REQUIREMENT 1: In the account of the theater company's 1997 trip to the Edinburgh Fringe Festival, what held up the scenery that was shipped ahead?
REQUIREMENT 2: Pick up the account of the theater company's 1997 Edinburgh Fringe trip after its final sentence and carry the story forward.

EXCERPT:
—————

Back in 1997, Robb and I were living in Baltimore, and running a small theater company with our friends. Things were going well, we were doing exciting work, and we decided to take one of our productions to the Edinburgh Fringe Festival. We raised (what was for us) a lot of money. We came up with ingenious ways to scale down our show so that we could ship it to Scotland. We prepared to install, perform and strike our show every single night. We rented a flat in Edinburgh. We bought travelers' checks to pay the rent on our performance space and flat. We hired a promoter.
Then the big day arrived. Everyone who was going to Scotland headed off to the airport.
And things started to go wrong.
Our travelers' checks were left in our office.
Our scenery, which we had shipped ahead, got stuck at the docks, because of a customs snarl-up.
Our baggage was broken into by the airline's baggage handlers, and our tools were stolen.
But the worst and scariest part of all of this happened the night they arrived in Scotland. Shortly after dinner, our stage manager went into convulsions and lost consciousness. None of them knew what was happening, that she had epilepsy, and certainly nobody was trained to respond to the situation. Somehow, somebody (probably Donna) figured out how to use the Scottish phone system to call for emergency services. Robb sat on the floor, cradling our friend, and hoping that she wasn't going to die. As she was being loaded into the ambulance, the last thing they heard her say was, "I have insurance." to which the paramedic responded, "That's nice, dear." Fortunately, she was back the group after an overnight hospital stay.

—————

DATA EXTRACTS:

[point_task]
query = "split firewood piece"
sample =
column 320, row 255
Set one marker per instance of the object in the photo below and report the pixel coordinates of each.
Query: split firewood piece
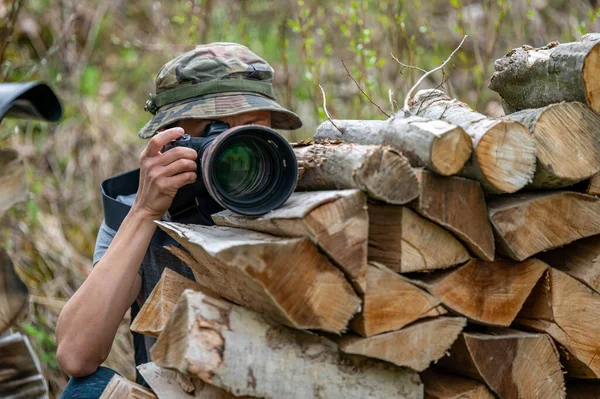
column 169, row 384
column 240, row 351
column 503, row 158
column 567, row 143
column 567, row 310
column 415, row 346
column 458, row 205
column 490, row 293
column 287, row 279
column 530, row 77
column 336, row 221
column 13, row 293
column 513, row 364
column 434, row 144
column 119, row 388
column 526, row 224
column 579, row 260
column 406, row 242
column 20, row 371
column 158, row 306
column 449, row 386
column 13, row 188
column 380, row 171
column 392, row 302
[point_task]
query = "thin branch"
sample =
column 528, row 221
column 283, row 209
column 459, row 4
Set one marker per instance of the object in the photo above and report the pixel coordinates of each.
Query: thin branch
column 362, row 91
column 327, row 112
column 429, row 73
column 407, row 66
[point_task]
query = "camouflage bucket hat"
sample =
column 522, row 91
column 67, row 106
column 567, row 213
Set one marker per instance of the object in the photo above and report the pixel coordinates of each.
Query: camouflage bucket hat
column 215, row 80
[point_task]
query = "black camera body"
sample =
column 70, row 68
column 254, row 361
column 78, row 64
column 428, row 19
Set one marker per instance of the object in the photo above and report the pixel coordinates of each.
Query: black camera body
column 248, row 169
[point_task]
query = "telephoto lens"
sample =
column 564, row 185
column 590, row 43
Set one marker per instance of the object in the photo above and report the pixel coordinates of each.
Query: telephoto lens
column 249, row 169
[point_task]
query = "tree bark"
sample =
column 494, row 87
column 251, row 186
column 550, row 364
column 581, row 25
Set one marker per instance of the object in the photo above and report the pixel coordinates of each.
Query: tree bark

—————

RESPONSE BOX 1: A customs snarl-up left it stuck at the docks.

RESPONSE BOX 2:
On the theory that no publicity is bad publicity, the Edinburgh Festival offices managed to spin all of this into a pretty decent bit of press. A British tabloid dubbed them the "Disaster Actors" (which we now know means "first responder"). The BBC scheduled an interview and The Scotsman newspaper decided to send a critic. For a troupe at the Edinburgh Fringe, this is apparently the Golden Ticket. A good review in the newspaper of note is about the only way a struggling company can succeed amidst the dozens of performances on offer each day.
There was only one problem. Our scenery and costumes were sitting in a shed 400 miles away and there was no way to do the show without them. The afternoon of the planned opening night, the decision was made to cancel the show, the tickets were refunded, the press was notified. And then, the set arrived.
With no time to waste, they rehearsed the show in their living room, begged the newspaper to send the critic after all, pulled people off the street to be an audience and then did a flawless performance before an appreciative crowd.
The next morning, they awoke to a five-star review.